*Problem requirements*
Reproduce the first line of the material below and each line after it, exactly, through the line containing "headscarf in the photo above.", and give nothing more.

*** Opening of Information given ***

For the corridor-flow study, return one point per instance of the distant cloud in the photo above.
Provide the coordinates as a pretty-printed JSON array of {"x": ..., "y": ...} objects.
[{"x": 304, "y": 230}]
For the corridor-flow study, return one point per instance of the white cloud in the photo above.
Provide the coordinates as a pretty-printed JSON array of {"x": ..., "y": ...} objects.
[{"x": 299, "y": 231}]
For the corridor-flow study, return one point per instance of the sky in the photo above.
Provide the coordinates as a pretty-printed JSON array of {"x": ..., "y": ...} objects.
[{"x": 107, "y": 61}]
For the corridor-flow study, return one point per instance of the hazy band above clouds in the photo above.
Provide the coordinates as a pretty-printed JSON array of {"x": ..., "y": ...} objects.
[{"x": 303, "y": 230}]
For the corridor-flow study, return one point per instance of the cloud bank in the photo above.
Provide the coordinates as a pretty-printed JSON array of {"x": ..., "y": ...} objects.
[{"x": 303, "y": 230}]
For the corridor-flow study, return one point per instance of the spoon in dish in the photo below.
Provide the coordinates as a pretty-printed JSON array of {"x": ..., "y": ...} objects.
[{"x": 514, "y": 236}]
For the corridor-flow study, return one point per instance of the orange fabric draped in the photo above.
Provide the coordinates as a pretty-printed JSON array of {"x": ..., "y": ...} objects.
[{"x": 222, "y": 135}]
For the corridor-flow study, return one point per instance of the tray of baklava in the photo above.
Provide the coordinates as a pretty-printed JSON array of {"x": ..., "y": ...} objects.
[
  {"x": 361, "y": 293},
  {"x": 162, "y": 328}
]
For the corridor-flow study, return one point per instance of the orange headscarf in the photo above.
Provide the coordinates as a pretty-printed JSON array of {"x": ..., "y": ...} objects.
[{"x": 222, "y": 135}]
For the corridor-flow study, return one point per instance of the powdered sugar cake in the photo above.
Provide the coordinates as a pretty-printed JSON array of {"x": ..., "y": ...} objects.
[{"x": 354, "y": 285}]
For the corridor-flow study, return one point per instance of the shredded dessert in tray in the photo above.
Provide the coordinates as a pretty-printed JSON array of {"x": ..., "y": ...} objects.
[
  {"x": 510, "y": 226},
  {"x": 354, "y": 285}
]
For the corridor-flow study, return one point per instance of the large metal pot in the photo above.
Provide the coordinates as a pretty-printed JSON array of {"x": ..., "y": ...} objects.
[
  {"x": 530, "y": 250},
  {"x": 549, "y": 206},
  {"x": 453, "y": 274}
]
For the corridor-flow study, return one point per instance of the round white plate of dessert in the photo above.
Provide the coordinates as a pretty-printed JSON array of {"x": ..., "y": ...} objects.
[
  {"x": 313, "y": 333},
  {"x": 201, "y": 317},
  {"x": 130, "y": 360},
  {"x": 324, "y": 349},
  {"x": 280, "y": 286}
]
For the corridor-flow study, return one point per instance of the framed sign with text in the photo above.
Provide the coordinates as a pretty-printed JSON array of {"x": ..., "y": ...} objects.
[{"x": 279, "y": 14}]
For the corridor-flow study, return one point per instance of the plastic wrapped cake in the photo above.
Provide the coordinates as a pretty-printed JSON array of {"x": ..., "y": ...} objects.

*** Close of Information given ***

*Result for this task*
For the corridor-flow study, return one point per instance of the distant cloud in the photo above.
Provide the coordinates as a pretty-printed JSON array of {"x": ..., "y": ...} objects.
[{"x": 304, "y": 230}]
For the corridor-flow study, return one point per instance of the white cloud in the photo above.
Provide the coordinates as a pretty-printed JSON array of {"x": ..., "y": ...} objects.
[{"x": 299, "y": 231}]
For the corridor-flow study, return one point per instance of the sky in the photo above.
Provide the coordinates as a pretty-printed JSON array of {"x": ..., "y": ...} objects.
[{"x": 107, "y": 61}]
For the corridor-flow study, return one point per instance of the hazy band above clouds in the photo above.
Provide the coordinates as a pretty-printed JSON array of {"x": ..., "y": ...} objects.
[{"x": 303, "y": 230}]
For the corridor-flow study, return one point per instance of the cloud bank in the photo above.
Provide the coordinates as a pretty-printed JSON array of {"x": ..., "y": ...} objects.
[{"x": 303, "y": 230}]
For the corridor-flow study, return one point per instance of the spoon in dish in the photo below.
Provide the coordinates as a pretty-printed JSON array of {"x": ..., "y": ...} objects.
[{"x": 514, "y": 236}]
For the corridor-flow study, return one point per instance of the orange fabric draped in the photo above.
Provide the coordinates as a pretty-printed JSON array of {"x": ..., "y": ...} objects.
[{"x": 222, "y": 135}]
For the corridor-flow study, return one point per instance of the tray of baklava in the photo above.
Provide the coordinates as a pretty-printed JSON array of {"x": ..., "y": ...} objects.
[
  {"x": 361, "y": 293},
  {"x": 162, "y": 328}
]
For the corridor-flow study, return one point per instance of the orange headscarf in the photo above.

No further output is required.